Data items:
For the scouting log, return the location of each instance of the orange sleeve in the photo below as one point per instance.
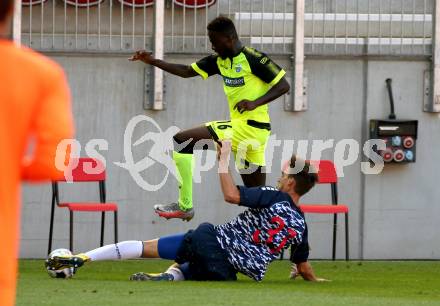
(52, 123)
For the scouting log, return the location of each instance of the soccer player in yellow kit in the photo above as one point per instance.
(250, 81)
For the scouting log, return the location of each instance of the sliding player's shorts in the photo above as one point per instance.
(249, 139)
(205, 257)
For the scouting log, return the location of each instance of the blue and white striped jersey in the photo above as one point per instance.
(257, 236)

> **TASK DESCRIPTION**: Reproduce every line of the material above word for word, leaving out the pictures.

> **SOLUTION**:
For the scouting log, return the location of each instance of the orange sleeve in the photo below as one point per instance.
(52, 123)
For the scouting log, return the location of each instance of the soccer player in yellow kit in the photo above as one point per instance.
(250, 81)
For the scouting log, return the location of each instance of the sliding player's shorts in the photo above as one point per instance.
(249, 139)
(205, 257)
For the scouting log, return the location of each instance of the blue and white striped jersey in the photo above as one point per instance.
(257, 236)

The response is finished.